Detection annotation records:
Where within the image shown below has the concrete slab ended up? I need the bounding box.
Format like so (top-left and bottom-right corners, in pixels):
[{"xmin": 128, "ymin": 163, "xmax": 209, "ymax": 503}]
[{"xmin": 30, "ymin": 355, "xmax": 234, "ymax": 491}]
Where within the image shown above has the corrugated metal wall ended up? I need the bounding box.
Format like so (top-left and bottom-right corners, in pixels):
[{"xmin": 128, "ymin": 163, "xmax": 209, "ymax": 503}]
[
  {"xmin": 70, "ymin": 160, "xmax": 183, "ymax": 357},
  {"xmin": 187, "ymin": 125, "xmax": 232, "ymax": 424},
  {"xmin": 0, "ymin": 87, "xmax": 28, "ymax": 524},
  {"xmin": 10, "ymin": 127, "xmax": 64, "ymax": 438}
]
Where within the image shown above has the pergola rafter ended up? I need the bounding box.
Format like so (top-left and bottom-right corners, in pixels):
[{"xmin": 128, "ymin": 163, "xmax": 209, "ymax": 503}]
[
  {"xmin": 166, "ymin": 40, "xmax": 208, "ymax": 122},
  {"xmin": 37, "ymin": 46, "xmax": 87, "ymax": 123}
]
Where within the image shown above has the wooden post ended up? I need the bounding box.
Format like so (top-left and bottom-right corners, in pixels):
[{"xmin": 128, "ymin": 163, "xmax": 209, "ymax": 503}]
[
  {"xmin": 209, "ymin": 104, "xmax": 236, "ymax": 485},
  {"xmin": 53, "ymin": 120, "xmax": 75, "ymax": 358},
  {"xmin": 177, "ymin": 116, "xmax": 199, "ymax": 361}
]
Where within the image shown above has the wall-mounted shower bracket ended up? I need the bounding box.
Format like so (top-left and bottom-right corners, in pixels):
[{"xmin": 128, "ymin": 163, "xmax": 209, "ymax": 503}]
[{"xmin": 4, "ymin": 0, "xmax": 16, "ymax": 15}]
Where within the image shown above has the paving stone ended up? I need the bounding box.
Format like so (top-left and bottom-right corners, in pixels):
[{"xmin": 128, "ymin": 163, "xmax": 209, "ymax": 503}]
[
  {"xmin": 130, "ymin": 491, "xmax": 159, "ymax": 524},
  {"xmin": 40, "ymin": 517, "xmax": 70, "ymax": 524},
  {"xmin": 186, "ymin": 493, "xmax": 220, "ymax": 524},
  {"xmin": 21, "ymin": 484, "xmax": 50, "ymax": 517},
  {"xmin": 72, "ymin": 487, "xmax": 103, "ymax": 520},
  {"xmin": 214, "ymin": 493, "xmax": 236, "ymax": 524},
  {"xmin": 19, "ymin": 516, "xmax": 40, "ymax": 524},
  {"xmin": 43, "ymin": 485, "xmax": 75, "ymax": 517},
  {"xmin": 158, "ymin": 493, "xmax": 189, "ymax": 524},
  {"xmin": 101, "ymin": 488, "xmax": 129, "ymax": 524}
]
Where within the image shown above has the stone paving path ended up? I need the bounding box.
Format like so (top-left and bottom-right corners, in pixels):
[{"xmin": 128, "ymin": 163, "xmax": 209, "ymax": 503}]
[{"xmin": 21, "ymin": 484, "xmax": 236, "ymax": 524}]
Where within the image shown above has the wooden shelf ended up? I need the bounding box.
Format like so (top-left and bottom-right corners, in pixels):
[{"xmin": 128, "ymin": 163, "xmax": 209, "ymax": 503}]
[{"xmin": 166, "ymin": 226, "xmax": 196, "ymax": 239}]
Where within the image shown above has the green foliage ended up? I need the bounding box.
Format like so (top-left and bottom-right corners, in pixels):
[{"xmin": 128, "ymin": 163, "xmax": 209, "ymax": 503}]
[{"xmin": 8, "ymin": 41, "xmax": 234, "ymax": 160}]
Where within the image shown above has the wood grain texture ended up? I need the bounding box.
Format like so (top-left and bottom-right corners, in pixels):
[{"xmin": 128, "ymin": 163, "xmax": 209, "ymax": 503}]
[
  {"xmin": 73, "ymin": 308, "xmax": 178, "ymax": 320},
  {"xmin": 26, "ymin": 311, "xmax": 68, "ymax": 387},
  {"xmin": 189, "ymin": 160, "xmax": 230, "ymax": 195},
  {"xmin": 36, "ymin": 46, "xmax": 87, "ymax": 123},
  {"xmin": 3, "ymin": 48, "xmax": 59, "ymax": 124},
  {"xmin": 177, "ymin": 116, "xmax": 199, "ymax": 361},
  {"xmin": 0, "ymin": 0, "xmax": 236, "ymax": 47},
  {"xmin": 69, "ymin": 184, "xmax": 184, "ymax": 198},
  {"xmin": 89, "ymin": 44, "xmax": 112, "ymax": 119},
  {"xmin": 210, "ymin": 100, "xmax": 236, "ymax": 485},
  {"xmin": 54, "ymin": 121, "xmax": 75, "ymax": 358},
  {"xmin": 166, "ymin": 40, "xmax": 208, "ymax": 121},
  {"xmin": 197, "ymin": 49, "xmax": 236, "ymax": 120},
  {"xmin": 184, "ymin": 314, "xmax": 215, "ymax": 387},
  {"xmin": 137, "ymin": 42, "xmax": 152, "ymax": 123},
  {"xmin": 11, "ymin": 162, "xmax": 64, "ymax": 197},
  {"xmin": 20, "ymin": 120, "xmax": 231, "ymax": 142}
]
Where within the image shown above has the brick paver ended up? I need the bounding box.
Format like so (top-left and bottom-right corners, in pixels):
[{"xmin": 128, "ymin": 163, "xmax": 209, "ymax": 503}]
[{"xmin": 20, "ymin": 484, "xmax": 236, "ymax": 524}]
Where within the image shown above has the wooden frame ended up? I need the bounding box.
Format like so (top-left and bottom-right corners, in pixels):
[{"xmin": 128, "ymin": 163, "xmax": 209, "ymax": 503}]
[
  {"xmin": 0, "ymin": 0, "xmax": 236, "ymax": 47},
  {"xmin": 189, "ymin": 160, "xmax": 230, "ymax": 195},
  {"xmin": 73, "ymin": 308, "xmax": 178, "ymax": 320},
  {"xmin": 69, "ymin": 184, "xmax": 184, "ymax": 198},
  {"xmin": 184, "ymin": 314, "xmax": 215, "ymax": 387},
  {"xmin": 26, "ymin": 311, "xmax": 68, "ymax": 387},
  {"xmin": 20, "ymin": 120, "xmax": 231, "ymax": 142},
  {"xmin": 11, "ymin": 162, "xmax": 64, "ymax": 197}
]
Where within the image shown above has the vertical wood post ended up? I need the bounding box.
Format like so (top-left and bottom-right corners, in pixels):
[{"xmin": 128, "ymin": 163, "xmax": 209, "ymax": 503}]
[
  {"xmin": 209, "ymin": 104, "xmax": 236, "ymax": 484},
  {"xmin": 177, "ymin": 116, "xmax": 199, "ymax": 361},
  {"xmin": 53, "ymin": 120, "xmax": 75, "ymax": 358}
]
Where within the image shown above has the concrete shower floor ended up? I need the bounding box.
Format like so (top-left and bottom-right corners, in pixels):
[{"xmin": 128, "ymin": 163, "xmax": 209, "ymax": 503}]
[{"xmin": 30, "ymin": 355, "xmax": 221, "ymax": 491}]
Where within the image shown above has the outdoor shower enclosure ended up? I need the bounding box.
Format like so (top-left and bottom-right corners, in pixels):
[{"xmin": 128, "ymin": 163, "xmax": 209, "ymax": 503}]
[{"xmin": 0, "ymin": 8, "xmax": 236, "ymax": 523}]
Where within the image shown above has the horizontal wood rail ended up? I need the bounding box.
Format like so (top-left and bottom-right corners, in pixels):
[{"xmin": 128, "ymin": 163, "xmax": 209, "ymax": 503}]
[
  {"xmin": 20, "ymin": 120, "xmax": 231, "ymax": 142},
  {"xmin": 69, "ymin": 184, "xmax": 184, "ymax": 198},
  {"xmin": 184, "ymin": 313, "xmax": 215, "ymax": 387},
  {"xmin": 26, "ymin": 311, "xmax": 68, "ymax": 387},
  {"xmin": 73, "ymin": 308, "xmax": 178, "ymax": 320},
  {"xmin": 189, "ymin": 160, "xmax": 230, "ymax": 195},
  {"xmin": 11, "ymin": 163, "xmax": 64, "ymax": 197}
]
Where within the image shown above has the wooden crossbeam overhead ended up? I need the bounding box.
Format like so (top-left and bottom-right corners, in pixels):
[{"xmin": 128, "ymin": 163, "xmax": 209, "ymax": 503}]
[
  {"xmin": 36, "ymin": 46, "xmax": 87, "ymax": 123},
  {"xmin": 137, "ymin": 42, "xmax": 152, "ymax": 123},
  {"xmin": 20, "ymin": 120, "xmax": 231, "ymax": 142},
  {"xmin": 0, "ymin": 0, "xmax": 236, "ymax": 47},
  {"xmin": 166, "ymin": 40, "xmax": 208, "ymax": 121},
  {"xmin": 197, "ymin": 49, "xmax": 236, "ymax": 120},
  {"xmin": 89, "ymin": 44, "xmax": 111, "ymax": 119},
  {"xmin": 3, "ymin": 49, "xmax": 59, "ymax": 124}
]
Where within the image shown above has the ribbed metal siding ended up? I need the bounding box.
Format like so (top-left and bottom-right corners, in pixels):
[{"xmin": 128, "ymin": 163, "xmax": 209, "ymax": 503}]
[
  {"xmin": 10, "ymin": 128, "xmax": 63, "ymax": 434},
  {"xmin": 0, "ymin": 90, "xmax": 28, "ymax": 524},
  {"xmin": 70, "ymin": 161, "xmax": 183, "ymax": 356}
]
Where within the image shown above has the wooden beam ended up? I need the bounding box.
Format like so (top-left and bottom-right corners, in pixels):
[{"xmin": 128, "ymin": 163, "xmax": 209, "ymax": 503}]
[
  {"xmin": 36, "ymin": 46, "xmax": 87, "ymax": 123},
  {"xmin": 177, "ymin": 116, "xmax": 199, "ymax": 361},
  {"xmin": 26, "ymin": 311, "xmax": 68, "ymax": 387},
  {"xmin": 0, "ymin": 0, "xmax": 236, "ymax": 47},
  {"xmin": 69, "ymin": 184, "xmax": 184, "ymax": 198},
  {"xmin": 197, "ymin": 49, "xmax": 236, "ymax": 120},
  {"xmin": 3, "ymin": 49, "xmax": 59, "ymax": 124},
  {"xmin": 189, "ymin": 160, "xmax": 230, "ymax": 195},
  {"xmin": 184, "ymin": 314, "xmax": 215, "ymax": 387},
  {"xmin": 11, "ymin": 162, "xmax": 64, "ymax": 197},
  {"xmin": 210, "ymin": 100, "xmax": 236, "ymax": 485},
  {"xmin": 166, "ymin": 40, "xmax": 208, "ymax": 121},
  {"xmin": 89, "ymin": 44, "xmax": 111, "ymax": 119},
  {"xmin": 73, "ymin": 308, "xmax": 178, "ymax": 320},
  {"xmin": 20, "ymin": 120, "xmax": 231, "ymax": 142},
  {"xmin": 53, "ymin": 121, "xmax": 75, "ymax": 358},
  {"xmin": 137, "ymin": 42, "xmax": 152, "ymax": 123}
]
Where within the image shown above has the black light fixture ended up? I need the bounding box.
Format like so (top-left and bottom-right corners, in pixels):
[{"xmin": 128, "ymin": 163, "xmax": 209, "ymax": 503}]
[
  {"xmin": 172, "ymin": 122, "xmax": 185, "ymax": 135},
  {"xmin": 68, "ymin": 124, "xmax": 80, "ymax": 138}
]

SHORT TASK: Pick out every line of the material above that contains the word "concrete", and copy each of those lines. Case counts.

OUTPUT OF THE EXERCISE:
Where within the image shown below has the concrete slab ended up? I need the bounding box.
Where within the image shown above has the concrete shower floor ended up? I need the bounding box.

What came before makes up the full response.